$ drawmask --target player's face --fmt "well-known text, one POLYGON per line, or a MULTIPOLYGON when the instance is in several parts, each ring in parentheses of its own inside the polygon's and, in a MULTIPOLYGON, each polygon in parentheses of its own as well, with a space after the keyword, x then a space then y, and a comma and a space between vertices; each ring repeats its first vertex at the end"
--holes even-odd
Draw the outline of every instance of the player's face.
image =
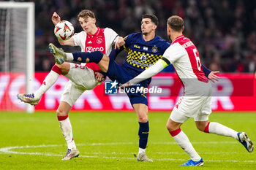
POLYGON ((83 29, 88 34, 93 31, 93 29, 96 27, 96 19, 92 18, 79 18, 79 23, 83 29))
POLYGON ((148 35, 151 32, 154 32, 157 25, 149 18, 143 18, 141 20, 141 32, 143 35, 148 35))

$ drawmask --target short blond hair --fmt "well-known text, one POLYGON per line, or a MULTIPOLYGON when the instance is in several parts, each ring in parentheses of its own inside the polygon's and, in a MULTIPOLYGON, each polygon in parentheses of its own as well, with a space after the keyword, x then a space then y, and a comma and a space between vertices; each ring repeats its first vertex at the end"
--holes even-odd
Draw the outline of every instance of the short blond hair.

═══

Reproduce all of the lines above verbatim, leaving out the pictures.

$ drawmask --target player's face --fmt "well-known text, one POLYGON per line, or a MULTIPOLYGON when the instance is in several parts, each ring in parentheses of its own inside the polygon's and, in a MULTIPOLYGON, each polygon in parentheses of its own as well, with a space after the keyword, x then a space then y, and a comma and a space between vertices; each ring repeats its first vertex at the end"
--holes even-odd
Draw the outline of every instance of the player's face.
image =
POLYGON ((83 29, 88 34, 93 31, 93 29, 96 27, 96 19, 92 18, 79 18, 79 23, 83 29))
POLYGON ((148 35, 151 32, 154 32, 157 25, 149 18, 143 18, 141 20, 141 32, 143 35, 148 35))

$ drawmask --target short blond hair --fmt "well-known text, one POLYGON per line, or a MULTIPOLYGON when the instance is in several parts, each ring in parentheses of its own inside the polygon's and, in a MULTIPOLYGON, each polygon in parentheses of its own as well, with a space after the keyword, x then a space then y, and a comma and a space between vertices; each ring repeats its first vertex at the end"
--holes even-odd
Draw the outline of every instance of the short blond hair.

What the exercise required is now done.